So when America’s Walking Club - AVA.ORG started a special program to walk at least 4 K’s in all 14 states that the A.P. trail passes through, I was immediately on board. Once we signed up for the Special Program, we completed the states of Georgia, North Carolina, Tennessee, and Virginia all in one week a couple of summers ago. Those trails were a good taste of what was to come.
Georgia: We walked part of the trail near Helena, Georgia, a destination in its own right. Helena is a German theme town in the Georgia Appalachian Mountains. We did the town walk also, which I highly recommend. We walked this with a group of walkers from Georgia and the AVA Legend Bob Gambert.
Tennessee: The highest point on the A.P. special program is in the Smoky Mountains National Park is New Found Gap 5046-feet. This was a leisurely walk along the mountain ridge. 2.5 K’s out northbound and 2.5k’s back southbound. Too bad, it was in a driving rainstorm that was in the process of turning into a snowstorm. It was still a fun walk.

···

# [Exercise aim]
List the states that the text about walking the A.P. trail says were completed in one week.

# [Supplied material]
···

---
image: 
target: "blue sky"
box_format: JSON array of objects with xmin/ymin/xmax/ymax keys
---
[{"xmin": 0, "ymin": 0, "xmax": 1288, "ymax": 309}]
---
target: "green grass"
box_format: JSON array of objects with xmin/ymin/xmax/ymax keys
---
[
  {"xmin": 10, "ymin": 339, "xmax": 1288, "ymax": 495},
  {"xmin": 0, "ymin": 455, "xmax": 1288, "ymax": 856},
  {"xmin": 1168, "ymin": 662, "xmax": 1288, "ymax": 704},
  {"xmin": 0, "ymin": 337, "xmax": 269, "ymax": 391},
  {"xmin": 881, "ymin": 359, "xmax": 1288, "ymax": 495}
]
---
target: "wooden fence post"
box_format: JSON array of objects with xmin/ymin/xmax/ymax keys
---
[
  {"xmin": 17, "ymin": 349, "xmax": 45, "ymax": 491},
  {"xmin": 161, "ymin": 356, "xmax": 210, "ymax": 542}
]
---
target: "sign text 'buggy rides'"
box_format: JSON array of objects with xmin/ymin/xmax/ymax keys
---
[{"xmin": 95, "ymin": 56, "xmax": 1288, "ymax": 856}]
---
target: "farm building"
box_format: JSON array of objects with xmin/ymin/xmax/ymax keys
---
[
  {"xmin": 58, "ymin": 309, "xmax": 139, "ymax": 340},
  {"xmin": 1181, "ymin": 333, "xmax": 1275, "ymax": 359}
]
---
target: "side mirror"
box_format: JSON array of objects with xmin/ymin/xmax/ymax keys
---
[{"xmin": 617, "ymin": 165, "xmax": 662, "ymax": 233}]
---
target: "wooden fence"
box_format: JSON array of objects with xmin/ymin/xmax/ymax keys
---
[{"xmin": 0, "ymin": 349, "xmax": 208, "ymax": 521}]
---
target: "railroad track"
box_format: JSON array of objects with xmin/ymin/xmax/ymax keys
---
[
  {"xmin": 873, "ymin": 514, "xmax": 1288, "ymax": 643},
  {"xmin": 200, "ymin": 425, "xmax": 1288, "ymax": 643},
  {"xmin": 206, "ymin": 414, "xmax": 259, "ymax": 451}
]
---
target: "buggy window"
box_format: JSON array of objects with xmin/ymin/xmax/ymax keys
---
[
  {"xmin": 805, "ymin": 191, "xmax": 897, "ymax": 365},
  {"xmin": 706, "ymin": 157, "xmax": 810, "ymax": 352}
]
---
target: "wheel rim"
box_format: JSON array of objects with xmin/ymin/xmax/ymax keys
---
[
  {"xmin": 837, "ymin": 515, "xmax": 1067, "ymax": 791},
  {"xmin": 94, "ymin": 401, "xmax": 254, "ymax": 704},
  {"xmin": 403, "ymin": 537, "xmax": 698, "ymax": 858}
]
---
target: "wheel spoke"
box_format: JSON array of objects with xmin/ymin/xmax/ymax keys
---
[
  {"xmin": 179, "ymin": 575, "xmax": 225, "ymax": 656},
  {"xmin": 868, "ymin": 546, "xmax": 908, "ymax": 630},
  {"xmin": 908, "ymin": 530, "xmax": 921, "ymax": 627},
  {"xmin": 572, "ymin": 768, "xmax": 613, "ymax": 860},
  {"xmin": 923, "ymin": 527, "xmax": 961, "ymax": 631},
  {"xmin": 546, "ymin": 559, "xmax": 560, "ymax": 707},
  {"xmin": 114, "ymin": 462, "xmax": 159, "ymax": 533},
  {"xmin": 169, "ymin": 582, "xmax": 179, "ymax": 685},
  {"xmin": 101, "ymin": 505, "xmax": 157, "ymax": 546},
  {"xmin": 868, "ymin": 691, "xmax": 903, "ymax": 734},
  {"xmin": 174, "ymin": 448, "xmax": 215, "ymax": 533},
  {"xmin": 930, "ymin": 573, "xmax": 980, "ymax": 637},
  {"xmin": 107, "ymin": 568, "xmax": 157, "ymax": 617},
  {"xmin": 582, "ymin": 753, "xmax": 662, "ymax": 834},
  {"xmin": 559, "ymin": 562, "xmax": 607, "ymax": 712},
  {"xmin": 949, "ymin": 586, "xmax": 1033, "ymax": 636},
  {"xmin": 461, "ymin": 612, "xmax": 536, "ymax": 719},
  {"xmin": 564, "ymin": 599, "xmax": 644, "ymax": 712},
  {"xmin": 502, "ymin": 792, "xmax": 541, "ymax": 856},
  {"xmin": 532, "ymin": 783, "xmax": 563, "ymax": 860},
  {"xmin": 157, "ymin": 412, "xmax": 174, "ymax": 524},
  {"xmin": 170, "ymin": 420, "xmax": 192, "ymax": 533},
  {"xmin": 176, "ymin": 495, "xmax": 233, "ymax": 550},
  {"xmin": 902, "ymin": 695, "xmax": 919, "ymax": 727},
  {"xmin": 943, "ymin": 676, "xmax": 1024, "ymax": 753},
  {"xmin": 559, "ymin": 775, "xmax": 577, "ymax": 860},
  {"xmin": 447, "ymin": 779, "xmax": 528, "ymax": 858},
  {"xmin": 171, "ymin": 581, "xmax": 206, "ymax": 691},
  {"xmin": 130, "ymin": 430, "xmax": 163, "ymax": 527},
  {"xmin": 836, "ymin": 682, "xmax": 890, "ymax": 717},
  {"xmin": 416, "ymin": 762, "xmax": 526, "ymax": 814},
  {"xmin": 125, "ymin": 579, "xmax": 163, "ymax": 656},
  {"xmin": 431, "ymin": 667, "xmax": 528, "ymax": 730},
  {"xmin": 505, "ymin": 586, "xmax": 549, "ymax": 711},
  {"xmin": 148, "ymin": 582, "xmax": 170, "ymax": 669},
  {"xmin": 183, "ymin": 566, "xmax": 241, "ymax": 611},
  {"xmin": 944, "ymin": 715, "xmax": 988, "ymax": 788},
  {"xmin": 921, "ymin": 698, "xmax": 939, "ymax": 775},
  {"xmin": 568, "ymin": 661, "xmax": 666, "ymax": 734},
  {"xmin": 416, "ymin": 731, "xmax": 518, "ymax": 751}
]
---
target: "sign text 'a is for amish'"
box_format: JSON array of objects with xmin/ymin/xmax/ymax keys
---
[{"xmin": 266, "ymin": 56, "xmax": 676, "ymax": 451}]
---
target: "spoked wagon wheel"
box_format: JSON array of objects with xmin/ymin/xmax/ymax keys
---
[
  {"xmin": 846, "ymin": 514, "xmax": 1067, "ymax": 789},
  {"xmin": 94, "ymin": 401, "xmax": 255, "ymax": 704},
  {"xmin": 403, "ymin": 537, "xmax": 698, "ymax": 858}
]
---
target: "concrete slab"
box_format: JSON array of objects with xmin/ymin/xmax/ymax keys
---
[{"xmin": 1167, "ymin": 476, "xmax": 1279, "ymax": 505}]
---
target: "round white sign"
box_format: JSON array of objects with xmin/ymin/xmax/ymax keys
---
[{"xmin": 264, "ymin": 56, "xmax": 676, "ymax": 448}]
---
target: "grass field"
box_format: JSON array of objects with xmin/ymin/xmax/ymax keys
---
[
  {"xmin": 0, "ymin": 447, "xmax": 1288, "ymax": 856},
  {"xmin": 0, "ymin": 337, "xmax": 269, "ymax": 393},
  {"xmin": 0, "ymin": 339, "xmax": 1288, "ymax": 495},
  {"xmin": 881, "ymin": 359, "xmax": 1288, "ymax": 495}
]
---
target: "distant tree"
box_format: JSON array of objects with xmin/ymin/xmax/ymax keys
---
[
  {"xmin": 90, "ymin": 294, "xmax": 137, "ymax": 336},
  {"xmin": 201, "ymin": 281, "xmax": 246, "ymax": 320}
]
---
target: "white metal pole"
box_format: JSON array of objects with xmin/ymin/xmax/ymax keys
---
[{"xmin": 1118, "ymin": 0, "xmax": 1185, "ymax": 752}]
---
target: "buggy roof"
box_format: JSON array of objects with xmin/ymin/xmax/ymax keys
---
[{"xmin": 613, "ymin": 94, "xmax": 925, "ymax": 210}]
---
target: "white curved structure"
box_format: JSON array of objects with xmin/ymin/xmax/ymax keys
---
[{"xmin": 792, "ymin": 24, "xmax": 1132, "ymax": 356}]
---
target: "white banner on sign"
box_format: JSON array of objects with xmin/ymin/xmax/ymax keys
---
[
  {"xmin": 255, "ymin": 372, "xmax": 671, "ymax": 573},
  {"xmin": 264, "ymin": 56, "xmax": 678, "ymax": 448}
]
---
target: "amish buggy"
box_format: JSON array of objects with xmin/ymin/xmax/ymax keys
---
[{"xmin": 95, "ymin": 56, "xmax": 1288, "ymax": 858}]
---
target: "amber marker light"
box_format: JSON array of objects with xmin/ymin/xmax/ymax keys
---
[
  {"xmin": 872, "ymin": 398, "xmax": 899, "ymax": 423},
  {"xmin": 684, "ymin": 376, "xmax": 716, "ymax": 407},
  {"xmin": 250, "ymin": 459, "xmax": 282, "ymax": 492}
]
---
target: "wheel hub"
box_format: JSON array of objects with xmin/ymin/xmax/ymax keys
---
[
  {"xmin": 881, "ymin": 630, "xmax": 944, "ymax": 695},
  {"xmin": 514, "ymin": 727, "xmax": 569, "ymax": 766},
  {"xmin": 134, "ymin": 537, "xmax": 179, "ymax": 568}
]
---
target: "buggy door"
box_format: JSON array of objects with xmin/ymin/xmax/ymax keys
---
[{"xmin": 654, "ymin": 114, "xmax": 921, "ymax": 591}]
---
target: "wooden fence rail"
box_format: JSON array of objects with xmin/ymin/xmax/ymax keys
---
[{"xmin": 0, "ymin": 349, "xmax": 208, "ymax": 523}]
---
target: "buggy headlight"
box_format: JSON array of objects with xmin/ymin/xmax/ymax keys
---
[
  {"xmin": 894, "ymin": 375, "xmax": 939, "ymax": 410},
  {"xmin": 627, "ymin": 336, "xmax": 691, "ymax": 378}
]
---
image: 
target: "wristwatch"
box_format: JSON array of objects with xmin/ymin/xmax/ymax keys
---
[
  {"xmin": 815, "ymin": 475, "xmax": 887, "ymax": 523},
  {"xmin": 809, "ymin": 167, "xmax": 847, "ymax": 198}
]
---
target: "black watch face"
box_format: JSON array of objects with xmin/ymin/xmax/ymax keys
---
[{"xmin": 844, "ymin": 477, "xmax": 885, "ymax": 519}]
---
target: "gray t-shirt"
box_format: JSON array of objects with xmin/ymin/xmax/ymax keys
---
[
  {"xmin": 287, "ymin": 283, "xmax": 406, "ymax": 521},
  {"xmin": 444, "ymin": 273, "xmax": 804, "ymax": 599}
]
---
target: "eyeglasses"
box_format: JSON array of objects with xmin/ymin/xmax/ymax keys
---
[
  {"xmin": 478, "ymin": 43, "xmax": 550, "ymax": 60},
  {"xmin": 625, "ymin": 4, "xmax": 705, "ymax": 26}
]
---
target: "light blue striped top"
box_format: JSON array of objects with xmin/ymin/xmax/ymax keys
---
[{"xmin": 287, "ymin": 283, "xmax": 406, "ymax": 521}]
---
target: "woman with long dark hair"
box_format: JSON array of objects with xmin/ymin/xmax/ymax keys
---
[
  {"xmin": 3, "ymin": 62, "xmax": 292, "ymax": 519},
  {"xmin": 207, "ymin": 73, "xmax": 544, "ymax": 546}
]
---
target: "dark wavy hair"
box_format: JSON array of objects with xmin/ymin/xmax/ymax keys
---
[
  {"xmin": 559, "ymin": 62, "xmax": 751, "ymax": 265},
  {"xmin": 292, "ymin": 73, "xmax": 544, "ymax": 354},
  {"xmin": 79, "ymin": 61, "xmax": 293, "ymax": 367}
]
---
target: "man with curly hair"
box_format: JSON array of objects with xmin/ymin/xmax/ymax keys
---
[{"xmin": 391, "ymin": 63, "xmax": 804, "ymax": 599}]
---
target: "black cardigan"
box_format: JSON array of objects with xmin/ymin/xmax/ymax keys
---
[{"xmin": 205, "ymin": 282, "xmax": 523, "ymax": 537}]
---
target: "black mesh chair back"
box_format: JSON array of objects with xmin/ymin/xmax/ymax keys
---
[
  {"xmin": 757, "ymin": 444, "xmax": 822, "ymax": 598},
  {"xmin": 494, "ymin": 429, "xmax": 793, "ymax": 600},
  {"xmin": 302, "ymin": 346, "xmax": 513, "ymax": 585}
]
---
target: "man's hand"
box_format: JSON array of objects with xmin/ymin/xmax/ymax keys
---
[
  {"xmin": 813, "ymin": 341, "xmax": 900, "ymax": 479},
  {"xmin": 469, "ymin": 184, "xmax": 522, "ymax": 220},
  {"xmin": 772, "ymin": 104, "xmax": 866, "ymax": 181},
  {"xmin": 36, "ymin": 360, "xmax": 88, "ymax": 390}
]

···

# [Your response]
Georgia, North Carolina, Tennessee, and Virginia.